* **Quoted text**
You should already be playing with them more to reduce their attacking. But also try talking to them more and giving them eye contact.


I even find our kitten Charlie wants me to follow him sometimes. He’ll meow at me and once I give him attention, he’ll walk a few steps and then turn back to see if I’m following. I know he’s looking for attention and enjoys the one-on-one time he gets when I follow him to a different spot because he starts purring, will rub against me, or flop over and roll on the ground for tummy rubs. 


Pay attention to your cat’s body language and do your best to respect their wishes (for attention or to be left alone).



Is it normal for kittens to be aggressive?

It’s normal for kittens to want to play, however, it’s not normal for that play to be aggressive. If your kitten is aggressive and it seems as though they’re biting to hurt rather than play, you should talk to a veterinarian to rule out any health issues. 


If a kitten is in discomfort, they may be aggressive as a way to protect themselves or simply because they don’t know how to deal with the pain. 


A kitten may also be abnormally aggressive if they feel they need to protect themselves from other animals or humans. They may have come from a feral mom and not trust humans yet, or they may have been in a situation before they were adopted that taught them not to trust humans. 


It could even be that a small child in the house is making your cat think that humans are unpredictable. 



Will my kitten grow out of attacking me?

A kitten will grow out of attacking your feet and hands if you teach them that attacking you isn’t an appropriate form of play. 


You must teach them properly, following the steps in this article, and you must be consistent.


If you allow them to attack your hands when they’re under the covers, they won’t understand why they can’t attack them outside of the covers.

* **Job A**
Print the stretch of the records from the line containing "Task: for every instance of the window, drop" through the end of the records, unchanged.

* **Materials provided**
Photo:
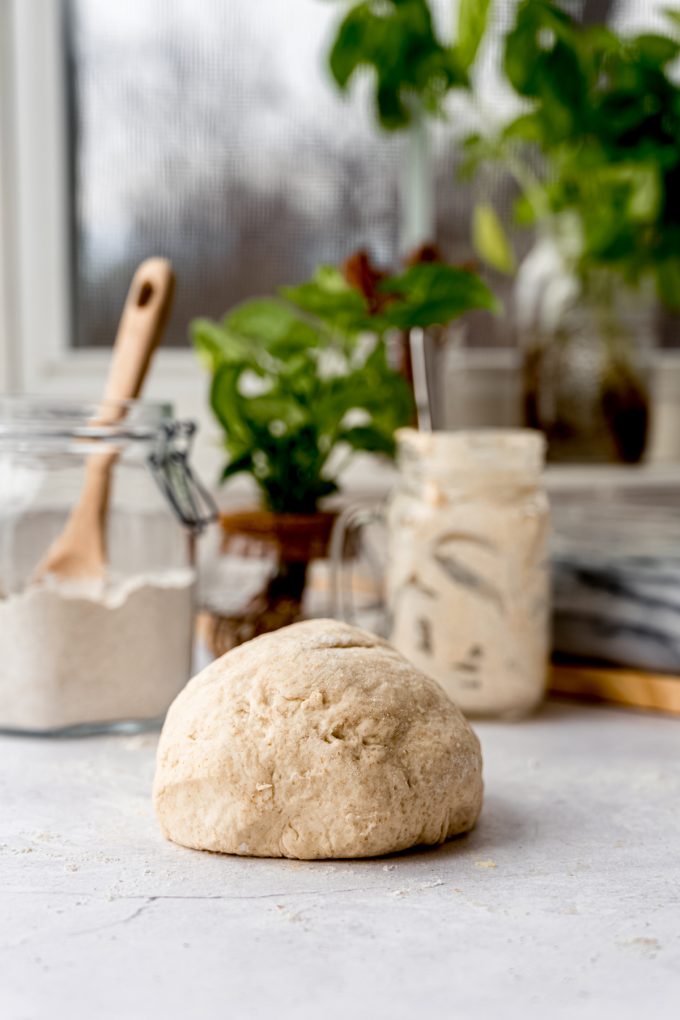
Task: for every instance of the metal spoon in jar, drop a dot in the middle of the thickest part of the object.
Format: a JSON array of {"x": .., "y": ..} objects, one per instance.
[{"x": 80, "y": 552}]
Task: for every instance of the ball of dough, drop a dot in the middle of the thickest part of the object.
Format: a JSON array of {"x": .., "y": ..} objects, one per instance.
[{"x": 318, "y": 741}]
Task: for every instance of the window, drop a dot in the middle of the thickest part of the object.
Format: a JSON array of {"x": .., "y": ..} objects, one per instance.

* **Job B**
Translate this sentence from the text on kitten behavior into Spanish: "Pay attention to your cat's body language and do your best to respect their wishes (for attention or to be left alone)."

* **Exercise solution A**
Task: for every instance of the window, drop a dot in the middle of the thickest part of the object.
Format: a JSON array of {"x": .., "y": ..} objects, one per instance.

* **Exercise solution B**
Presta atención al lenguaje corporal de tu gato y haz todo lo posible por respetar sus deseos (de recibir atención o de que lo dejen solo).